__Material shown__:
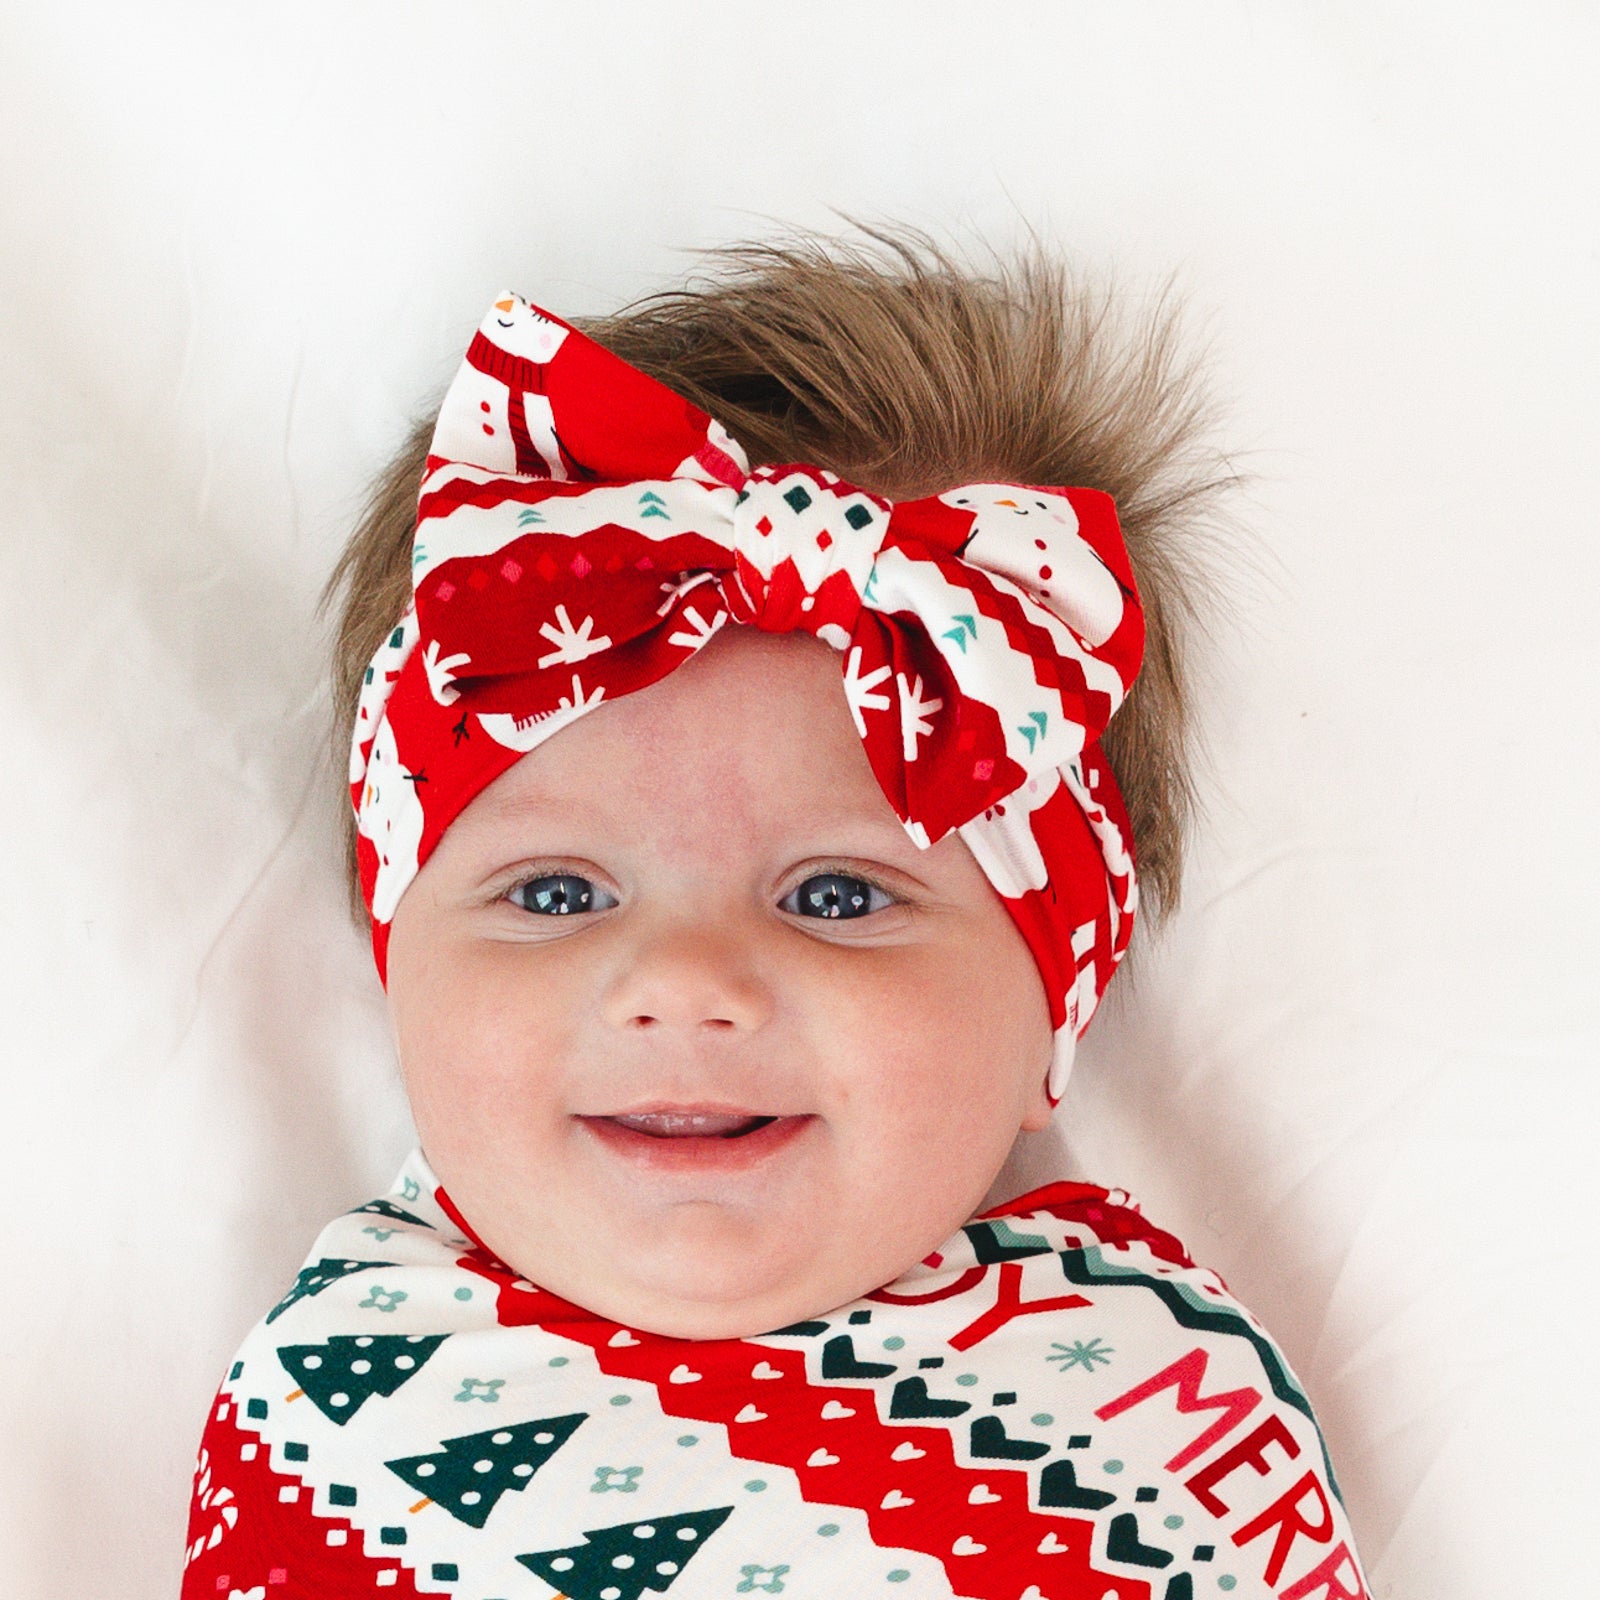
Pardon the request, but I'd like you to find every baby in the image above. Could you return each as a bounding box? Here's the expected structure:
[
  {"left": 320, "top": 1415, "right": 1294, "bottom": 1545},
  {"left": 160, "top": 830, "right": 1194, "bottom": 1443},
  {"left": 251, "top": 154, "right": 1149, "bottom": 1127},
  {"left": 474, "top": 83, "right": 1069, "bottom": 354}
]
[{"left": 181, "top": 237, "right": 1368, "bottom": 1600}]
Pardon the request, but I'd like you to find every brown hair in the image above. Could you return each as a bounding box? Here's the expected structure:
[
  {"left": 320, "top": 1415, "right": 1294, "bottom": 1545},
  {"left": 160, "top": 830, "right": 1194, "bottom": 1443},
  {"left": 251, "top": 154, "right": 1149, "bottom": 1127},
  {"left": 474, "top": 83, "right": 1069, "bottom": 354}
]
[{"left": 324, "top": 226, "right": 1233, "bottom": 930}]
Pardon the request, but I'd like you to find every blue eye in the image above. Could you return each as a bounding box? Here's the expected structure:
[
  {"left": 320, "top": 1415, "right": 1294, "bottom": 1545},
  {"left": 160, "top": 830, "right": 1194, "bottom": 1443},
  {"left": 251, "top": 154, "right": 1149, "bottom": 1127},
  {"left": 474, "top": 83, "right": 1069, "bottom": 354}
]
[
  {"left": 508, "top": 873, "right": 616, "bottom": 915},
  {"left": 783, "top": 872, "right": 892, "bottom": 921}
]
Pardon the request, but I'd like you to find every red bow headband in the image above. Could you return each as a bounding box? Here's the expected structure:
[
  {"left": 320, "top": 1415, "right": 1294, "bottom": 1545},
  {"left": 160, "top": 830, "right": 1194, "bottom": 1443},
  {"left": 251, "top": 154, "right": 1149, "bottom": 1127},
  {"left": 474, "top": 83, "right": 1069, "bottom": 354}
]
[{"left": 350, "top": 294, "right": 1143, "bottom": 1100}]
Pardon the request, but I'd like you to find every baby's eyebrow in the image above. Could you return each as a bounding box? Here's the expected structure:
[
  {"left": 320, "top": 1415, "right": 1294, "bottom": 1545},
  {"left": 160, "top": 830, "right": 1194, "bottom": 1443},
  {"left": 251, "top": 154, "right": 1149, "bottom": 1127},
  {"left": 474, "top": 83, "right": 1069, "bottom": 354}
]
[{"left": 456, "top": 787, "right": 598, "bottom": 835}]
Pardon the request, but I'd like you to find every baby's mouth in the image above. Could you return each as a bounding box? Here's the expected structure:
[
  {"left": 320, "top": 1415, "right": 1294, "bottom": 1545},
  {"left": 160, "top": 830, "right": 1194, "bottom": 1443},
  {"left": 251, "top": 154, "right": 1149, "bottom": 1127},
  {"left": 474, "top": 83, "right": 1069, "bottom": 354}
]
[
  {"left": 603, "top": 1111, "right": 778, "bottom": 1139},
  {"left": 580, "top": 1108, "right": 812, "bottom": 1172}
]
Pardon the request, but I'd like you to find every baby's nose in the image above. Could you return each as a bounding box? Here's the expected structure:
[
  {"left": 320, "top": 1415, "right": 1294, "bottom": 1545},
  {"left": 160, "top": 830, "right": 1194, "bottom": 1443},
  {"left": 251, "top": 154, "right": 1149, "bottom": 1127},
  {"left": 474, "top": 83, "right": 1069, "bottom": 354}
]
[{"left": 600, "top": 923, "right": 773, "bottom": 1034}]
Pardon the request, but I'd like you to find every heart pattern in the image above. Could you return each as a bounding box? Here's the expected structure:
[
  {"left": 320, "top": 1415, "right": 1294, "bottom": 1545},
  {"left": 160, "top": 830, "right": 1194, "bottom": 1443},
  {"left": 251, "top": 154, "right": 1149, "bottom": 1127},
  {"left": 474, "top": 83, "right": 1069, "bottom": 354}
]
[
  {"left": 1037, "top": 1531, "right": 1070, "bottom": 1554},
  {"left": 735, "top": 1404, "right": 767, "bottom": 1423},
  {"left": 952, "top": 1534, "right": 987, "bottom": 1555},
  {"left": 668, "top": 1363, "right": 701, "bottom": 1384},
  {"left": 820, "top": 1399, "right": 855, "bottom": 1419},
  {"left": 968, "top": 1483, "right": 1002, "bottom": 1504},
  {"left": 806, "top": 1448, "right": 839, "bottom": 1468},
  {"left": 607, "top": 1328, "right": 640, "bottom": 1347},
  {"left": 890, "top": 1441, "right": 926, "bottom": 1460},
  {"left": 751, "top": 1361, "right": 783, "bottom": 1380},
  {"left": 880, "top": 1489, "right": 915, "bottom": 1509}
]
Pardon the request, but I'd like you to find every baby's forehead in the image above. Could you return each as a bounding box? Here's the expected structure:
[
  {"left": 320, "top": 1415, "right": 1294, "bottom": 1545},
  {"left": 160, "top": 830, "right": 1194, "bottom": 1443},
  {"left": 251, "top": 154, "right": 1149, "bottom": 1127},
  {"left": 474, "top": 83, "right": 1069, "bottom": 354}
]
[
  {"left": 515, "top": 631, "right": 874, "bottom": 788},
  {"left": 431, "top": 631, "right": 902, "bottom": 844}
]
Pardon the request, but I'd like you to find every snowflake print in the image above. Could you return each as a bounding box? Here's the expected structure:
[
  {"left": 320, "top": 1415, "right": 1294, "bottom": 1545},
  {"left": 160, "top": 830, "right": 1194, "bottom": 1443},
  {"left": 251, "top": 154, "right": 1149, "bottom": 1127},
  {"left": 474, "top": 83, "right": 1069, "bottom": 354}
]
[
  {"left": 1047, "top": 1337, "right": 1115, "bottom": 1373},
  {"left": 422, "top": 638, "right": 471, "bottom": 705},
  {"left": 358, "top": 1285, "right": 408, "bottom": 1314},
  {"left": 666, "top": 602, "right": 728, "bottom": 651},
  {"left": 555, "top": 673, "right": 605, "bottom": 716},
  {"left": 896, "top": 670, "right": 943, "bottom": 759},
  {"left": 842, "top": 645, "right": 892, "bottom": 735},
  {"left": 654, "top": 570, "right": 719, "bottom": 616},
  {"left": 454, "top": 1377, "right": 504, "bottom": 1403},
  {"left": 537, "top": 604, "right": 612, "bottom": 667}
]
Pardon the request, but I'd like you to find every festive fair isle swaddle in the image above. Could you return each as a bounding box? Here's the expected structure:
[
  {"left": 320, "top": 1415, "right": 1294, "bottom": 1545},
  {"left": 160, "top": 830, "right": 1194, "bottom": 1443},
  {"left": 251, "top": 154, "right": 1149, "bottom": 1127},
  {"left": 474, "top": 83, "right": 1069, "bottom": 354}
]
[
  {"left": 349, "top": 294, "right": 1145, "bottom": 1101},
  {"left": 181, "top": 1154, "right": 1368, "bottom": 1599}
]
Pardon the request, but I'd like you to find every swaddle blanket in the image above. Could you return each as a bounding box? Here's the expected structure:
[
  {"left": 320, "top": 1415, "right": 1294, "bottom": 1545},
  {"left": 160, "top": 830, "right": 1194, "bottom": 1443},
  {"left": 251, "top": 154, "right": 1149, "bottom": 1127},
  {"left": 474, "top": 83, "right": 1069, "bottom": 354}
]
[{"left": 182, "top": 1155, "right": 1367, "bottom": 1599}]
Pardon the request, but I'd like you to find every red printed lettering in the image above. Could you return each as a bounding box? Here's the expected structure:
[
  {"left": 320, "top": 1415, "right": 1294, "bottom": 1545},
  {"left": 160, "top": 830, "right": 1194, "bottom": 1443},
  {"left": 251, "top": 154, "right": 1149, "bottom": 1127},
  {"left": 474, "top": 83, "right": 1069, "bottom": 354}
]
[
  {"left": 1095, "top": 1348, "right": 1262, "bottom": 1470},
  {"left": 1279, "top": 1540, "right": 1369, "bottom": 1600},
  {"left": 1232, "top": 1470, "right": 1336, "bottom": 1586},
  {"left": 1185, "top": 1415, "right": 1301, "bottom": 1515},
  {"left": 947, "top": 1261, "right": 1090, "bottom": 1351}
]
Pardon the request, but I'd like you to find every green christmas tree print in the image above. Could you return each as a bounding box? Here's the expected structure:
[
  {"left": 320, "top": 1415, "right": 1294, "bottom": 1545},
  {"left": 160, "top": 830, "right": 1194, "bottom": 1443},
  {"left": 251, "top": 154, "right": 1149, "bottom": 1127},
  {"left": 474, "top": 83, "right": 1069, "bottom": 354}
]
[
  {"left": 387, "top": 1414, "right": 587, "bottom": 1529},
  {"left": 350, "top": 1198, "right": 429, "bottom": 1228},
  {"left": 277, "top": 1333, "right": 447, "bottom": 1423},
  {"left": 266, "top": 1257, "right": 395, "bottom": 1324},
  {"left": 517, "top": 1506, "right": 733, "bottom": 1599}
]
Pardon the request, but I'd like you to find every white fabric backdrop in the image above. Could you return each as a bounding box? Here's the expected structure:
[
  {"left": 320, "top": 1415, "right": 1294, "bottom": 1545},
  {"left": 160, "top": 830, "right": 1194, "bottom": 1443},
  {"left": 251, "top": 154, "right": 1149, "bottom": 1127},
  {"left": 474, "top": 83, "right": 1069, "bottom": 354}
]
[{"left": 2, "top": 3, "right": 1594, "bottom": 1595}]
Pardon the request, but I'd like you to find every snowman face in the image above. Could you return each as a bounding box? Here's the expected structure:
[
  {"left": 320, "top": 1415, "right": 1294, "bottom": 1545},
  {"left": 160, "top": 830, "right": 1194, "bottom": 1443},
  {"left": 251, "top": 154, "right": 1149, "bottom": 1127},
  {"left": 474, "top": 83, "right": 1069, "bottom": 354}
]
[
  {"left": 484, "top": 295, "right": 568, "bottom": 365},
  {"left": 942, "top": 485, "right": 1126, "bottom": 648},
  {"left": 384, "top": 627, "right": 1054, "bottom": 1340},
  {"left": 358, "top": 720, "right": 427, "bottom": 925}
]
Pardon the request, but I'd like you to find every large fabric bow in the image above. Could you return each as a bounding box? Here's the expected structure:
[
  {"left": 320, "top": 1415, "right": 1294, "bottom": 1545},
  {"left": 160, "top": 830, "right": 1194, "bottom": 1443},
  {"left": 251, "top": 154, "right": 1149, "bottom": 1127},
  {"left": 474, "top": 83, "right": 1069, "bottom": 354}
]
[{"left": 350, "top": 294, "right": 1144, "bottom": 1097}]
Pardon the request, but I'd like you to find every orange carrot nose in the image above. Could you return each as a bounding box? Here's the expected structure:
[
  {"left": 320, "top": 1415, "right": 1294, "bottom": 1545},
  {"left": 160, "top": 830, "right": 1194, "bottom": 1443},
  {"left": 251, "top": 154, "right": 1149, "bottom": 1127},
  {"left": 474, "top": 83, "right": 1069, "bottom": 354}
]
[
  {"left": 494, "top": 298, "right": 515, "bottom": 312},
  {"left": 996, "top": 498, "right": 1018, "bottom": 508}
]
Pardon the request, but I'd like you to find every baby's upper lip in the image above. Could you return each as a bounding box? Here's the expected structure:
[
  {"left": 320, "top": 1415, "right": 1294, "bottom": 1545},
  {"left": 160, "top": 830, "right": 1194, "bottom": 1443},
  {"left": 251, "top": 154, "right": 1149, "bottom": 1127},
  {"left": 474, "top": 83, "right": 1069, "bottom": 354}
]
[{"left": 586, "top": 1102, "right": 787, "bottom": 1119}]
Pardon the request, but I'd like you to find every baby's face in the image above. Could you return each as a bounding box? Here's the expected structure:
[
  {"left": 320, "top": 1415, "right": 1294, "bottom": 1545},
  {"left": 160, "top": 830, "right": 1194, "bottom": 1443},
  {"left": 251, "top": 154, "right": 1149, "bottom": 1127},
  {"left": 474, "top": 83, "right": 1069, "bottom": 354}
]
[{"left": 386, "top": 628, "right": 1054, "bottom": 1340}]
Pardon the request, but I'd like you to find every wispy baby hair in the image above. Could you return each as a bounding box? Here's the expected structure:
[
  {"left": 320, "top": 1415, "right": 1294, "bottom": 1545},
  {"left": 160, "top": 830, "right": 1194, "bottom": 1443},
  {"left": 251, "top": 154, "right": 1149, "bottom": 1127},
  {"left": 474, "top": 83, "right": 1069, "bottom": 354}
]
[{"left": 325, "top": 224, "right": 1232, "bottom": 929}]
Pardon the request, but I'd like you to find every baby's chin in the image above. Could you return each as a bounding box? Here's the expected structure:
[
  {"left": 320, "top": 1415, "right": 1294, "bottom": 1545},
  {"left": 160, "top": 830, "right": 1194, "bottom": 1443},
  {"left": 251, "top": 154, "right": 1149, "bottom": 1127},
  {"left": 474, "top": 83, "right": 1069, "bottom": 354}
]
[
  {"left": 549, "top": 1267, "right": 867, "bottom": 1343},
  {"left": 493, "top": 1202, "right": 904, "bottom": 1342}
]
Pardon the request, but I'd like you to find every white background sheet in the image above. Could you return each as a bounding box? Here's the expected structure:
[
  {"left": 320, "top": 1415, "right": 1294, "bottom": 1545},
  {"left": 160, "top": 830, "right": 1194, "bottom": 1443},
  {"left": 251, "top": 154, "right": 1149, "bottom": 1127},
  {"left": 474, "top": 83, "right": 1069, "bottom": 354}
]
[{"left": 2, "top": 4, "right": 1595, "bottom": 1595}]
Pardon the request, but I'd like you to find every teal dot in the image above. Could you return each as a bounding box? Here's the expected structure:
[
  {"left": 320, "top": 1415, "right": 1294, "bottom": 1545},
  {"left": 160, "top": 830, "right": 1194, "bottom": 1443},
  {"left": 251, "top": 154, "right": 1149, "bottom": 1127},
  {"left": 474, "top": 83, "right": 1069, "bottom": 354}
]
[
  {"left": 955, "top": 1373, "right": 978, "bottom": 1387},
  {"left": 1103, "top": 1458, "right": 1124, "bottom": 1473},
  {"left": 1031, "top": 1413, "right": 1054, "bottom": 1427},
  {"left": 609, "top": 1395, "right": 631, "bottom": 1406},
  {"left": 1164, "top": 1514, "right": 1184, "bottom": 1530},
  {"left": 548, "top": 1356, "right": 569, "bottom": 1367},
  {"left": 1219, "top": 1579, "right": 1237, "bottom": 1593},
  {"left": 744, "top": 1480, "right": 767, "bottom": 1493},
  {"left": 452, "top": 1287, "right": 473, "bottom": 1301},
  {"left": 817, "top": 1524, "right": 839, "bottom": 1537},
  {"left": 882, "top": 1336, "right": 905, "bottom": 1350},
  {"left": 677, "top": 1435, "right": 698, "bottom": 1447},
  {"left": 887, "top": 1571, "right": 910, "bottom": 1583}
]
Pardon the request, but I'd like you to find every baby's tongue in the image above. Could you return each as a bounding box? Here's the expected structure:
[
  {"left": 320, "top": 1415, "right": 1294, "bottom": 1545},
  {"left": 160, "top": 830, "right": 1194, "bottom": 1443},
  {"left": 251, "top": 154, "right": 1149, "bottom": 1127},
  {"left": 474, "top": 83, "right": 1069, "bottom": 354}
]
[{"left": 608, "top": 1111, "right": 768, "bottom": 1138}]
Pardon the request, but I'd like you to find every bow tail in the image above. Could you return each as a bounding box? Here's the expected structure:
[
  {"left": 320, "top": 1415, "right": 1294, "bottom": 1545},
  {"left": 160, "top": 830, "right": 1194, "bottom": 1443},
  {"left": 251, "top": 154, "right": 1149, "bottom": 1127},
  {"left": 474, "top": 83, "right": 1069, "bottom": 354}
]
[{"left": 843, "top": 613, "right": 1026, "bottom": 848}]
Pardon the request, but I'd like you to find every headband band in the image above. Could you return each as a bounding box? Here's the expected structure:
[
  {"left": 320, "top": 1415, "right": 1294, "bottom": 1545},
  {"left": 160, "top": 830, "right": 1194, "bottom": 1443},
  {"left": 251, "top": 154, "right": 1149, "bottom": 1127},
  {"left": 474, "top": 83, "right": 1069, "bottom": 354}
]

__Task requirements__:
Nothing but the lines holding the word "face" should be returned from the listing above.

__Solution below__:
Pardon the request, but I'd like you to find every snowman face in the image above. Could you return each as a bounding box? Here's the expected structure:
Pardon the request, but I'd like you to find every baby's face in the image above. Could you return each as a bounding box? Here's the expected structure:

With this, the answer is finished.